_Trecho do texto_.
● ● ● ● ●

Documento final do Sínodo para a Amazônia – Capítulo 3 Novos caminhos de conversão cultural

A nossa conversão deve ser também cultural, fazer-se o outro, aprender do outro. Estar presentes, respeitar e reconhecer seus valores, viver e praticar a inculturação e a interculturalidade no anúncio da Boa Nova. Expressar e viver a fé na Amazônia é um desafio contínuo. Ela se encarna não só no trabalho pastoral, mas em ações concretas para com o outro, nos cuidados de saúde, na educação, na solidariedade e no apoio aos mais vulneráveis… Só uma Igreja missionária inserida e inculturada fará emergir Igrejas particulares autóctones, com rosto e coração amazônicos, enraizadas nas culturas e tradições próprias dos povos, unidas na mesma fé em Cristo e diferentes em seu modo de vivê-la, expressá-la e celebrá-la… a Igreja se compromete a ser aliada dos povos amazônicos para denunciar os ataques contra a vida das comunidades indígenas, os projetos que afetam o meio ambiente, a falta de demarcação de seus territórios, bem como o modelo econômico de desenvolvimento predatório e ecocida. A presença da Igreja entre as comunidades indígenas e tradicionais exige a consciência de que a defesa da terra não tem outra finalidade senão a defesa da vida. ”

Pela importância para a ação evangelizadora de toda a Igreja, o processo do Sínodo para Amazônia, sua preparação, sua dinâmica fraterna e participativa de realização, sua produção, sua sinodalidade…, precisa ser bem conhecido, pois foi uma experiência inovadora e com muitos elementos originais na vida da Igreja. Ele pode inspirar e fecundar de beleza toda a caminhada da Igreja. 

O Observatório da Evangelização, já publicou a Introdução, o Capítulo 1 Amazônia: Da escuta à conversão integral, o Capítulo 2 – Novos caminhos de conversão pastoral, e, logo abaixo, o Capítulo 3 – Novos caminhos de conversão cultural. Continuaremos a publicar cada umas das partes que compõem o documento aprovado no final do Sínodo e que foi entregue nas mãos do papa Francisco e que certamente servirá de base para a Exortação Pós- Sinodal que sairá em breve. 

Confira:

CAPITULO III

NOVOS CAMINHOS DE CONVERSÃO CULTURAL

“E a Palavra se fez carne e veio morar entre nós” (Jo 1,14) 

41. A América Latina possui uma imensa biodiversidade e uma grande diversidade cultural. Nela, a Amazônia é terra de florestas e águas, de pântanos e várzeas, savanas e serras, mas sobretudo uma terra de inúmeros povos, muitos deles milenares, habitantes ancestrais do território, povos de antigos perfumes que continuam a perfumar o continente contra todo desespero. A nossa conversão deve ser também cultural, fazer-se o outro, aprender do outro. Estar presentes, respeitar e reconhecer seus valores, viver e praticar a inculturação e a interculturalidade no anúncio da Boa Nova. Expressar e viver a fé na Amazônia é um desafio contínuo. Ela se encarna não só no trabalho pastoral, mas em ações concretas para com o outro, nos cuidados de saúde, na educação, na solidariedade e no apoio aos mais vulneráveis. Gostaríamos de partilhar tudo isto nesta seção.

● ● ● ● ●

_Tarefa proposta A_.
Explique, em uma a três frases, por que o texto sobre o Sínodo para a Amazônia afirma que o processo sinodal precisa ser bem conhecido.
_Tarefa proposta B_.
Segundo o texto sobre o Sínodo para a Amazônia, qual é a única finalidade da defesa da terra?
As entradas não têm nenhuma relação com o que se solicita aqui.

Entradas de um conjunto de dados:

● ● ● ● ●

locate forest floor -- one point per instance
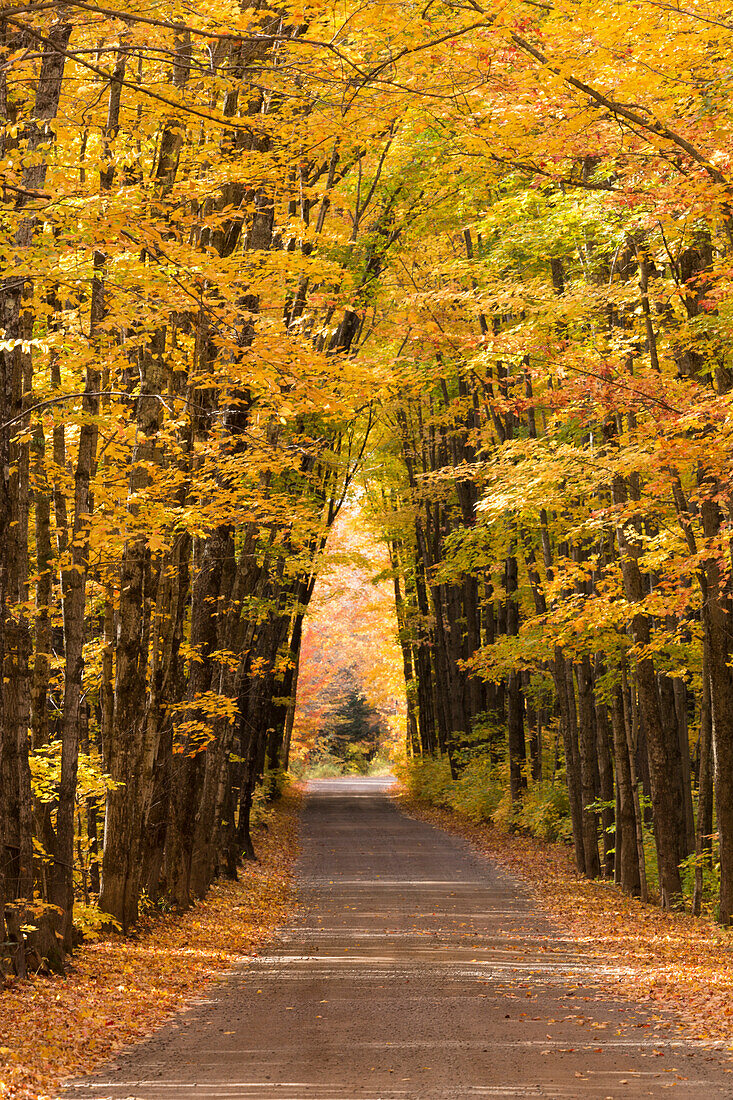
(121, 989)
(413, 969)
(671, 960)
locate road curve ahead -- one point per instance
(415, 970)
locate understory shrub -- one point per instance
(481, 793)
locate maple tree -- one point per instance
(478, 261)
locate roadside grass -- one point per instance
(673, 961)
(122, 988)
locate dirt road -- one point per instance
(414, 971)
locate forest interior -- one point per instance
(365, 405)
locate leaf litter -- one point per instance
(121, 989)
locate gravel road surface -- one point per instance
(414, 970)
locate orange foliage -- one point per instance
(669, 960)
(121, 989)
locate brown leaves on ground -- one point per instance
(121, 989)
(671, 960)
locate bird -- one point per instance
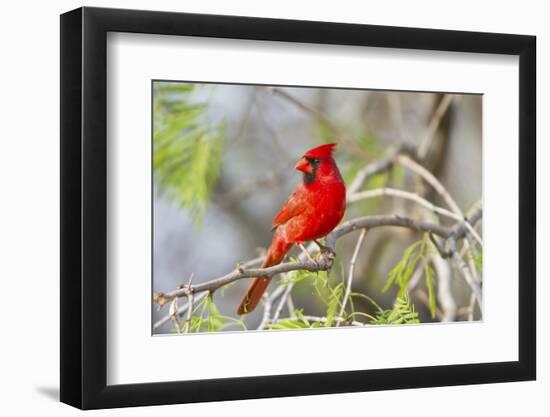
(311, 212)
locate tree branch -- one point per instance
(351, 271)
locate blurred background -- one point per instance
(223, 166)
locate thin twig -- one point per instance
(416, 198)
(351, 271)
(427, 139)
(267, 311)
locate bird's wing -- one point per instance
(295, 205)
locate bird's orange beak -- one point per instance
(304, 166)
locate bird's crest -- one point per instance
(323, 151)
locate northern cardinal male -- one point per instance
(311, 212)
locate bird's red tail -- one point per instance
(277, 251)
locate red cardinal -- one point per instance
(311, 212)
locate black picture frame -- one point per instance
(84, 207)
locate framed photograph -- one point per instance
(258, 208)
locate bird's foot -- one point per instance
(306, 253)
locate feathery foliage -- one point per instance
(187, 148)
(402, 312)
(401, 274)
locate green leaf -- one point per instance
(403, 312)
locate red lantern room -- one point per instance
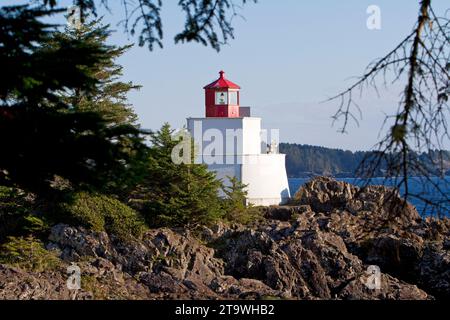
(222, 98)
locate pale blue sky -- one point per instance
(287, 55)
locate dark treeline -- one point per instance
(306, 160)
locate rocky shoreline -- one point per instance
(318, 247)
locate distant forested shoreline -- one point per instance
(305, 161)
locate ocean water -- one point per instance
(426, 191)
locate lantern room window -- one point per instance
(221, 98)
(233, 98)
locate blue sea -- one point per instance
(427, 191)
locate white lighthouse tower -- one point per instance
(232, 143)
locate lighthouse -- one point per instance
(231, 142)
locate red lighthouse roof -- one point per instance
(222, 83)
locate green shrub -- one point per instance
(29, 254)
(176, 194)
(234, 203)
(102, 213)
(16, 217)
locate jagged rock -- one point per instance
(321, 247)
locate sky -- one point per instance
(288, 56)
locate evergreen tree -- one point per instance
(176, 194)
(42, 134)
(109, 98)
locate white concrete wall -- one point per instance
(266, 177)
(242, 137)
(265, 174)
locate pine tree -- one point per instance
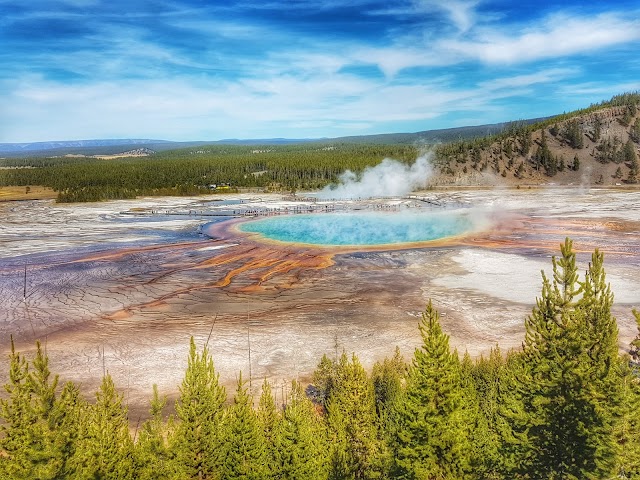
(105, 449)
(302, 440)
(67, 416)
(41, 430)
(323, 380)
(152, 457)
(388, 380)
(244, 444)
(359, 451)
(196, 441)
(433, 435)
(627, 428)
(480, 381)
(570, 393)
(270, 421)
(18, 418)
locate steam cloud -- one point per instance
(387, 179)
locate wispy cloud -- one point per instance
(557, 36)
(181, 70)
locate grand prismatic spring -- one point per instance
(123, 285)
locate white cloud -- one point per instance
(558, 36)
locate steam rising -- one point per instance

● ● ● ● ●

_Resposta redigida A_.
O processo do Sínodo precisa ser bem conhecido por sua importância para a ação evangelizadora de toda a Igreja. Além disso, foi uma experiência inovadora e com muitos elementos originais na vida da Igreja.

_Resposta redigida B_.
A defesa da terra não tem outra finalidade senão a defesa da vida.